PROBLEM REQUIREMENTS » Scale the rows below by rewriting every line in full, with each x, y point coordinate in the answers multiplied by 1.85 and rounded to a whole number (halves round up). Omit the pictures from your output.

---- EXERCISE INPUTS

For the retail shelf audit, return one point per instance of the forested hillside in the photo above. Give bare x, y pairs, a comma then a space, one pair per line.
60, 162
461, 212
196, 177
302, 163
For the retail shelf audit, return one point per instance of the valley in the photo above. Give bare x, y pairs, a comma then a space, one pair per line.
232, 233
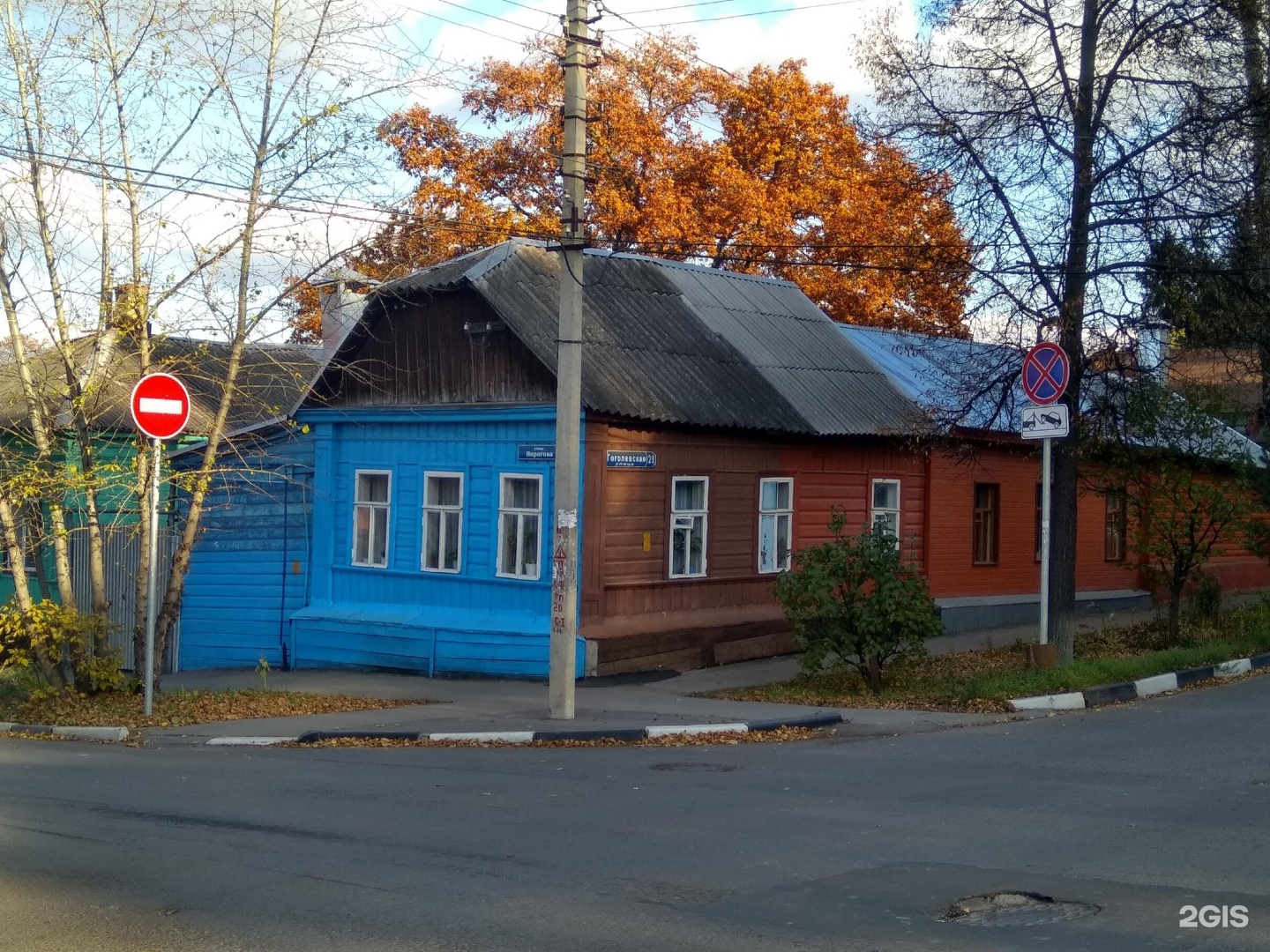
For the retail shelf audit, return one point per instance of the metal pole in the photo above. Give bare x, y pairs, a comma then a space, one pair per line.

--------

EXERCISE RESPONSE »
For the retail shelf audit, return one point per instance of the forested hillside in the photo above. Give bare x, y pairs, a comma then a space, one pair per line.
111, 300
853, 392
363, 327
559, 302
For the retail shelf audit, return one point per instance of the valley in the photo above. Give bare x, y pairs, a comma then a space, one pair per line.
429, 431
For the retail shelf audit, return one point per instance of the metal pole in the photo above. Give bare x, y pairs, a comma then a space, one pair per line.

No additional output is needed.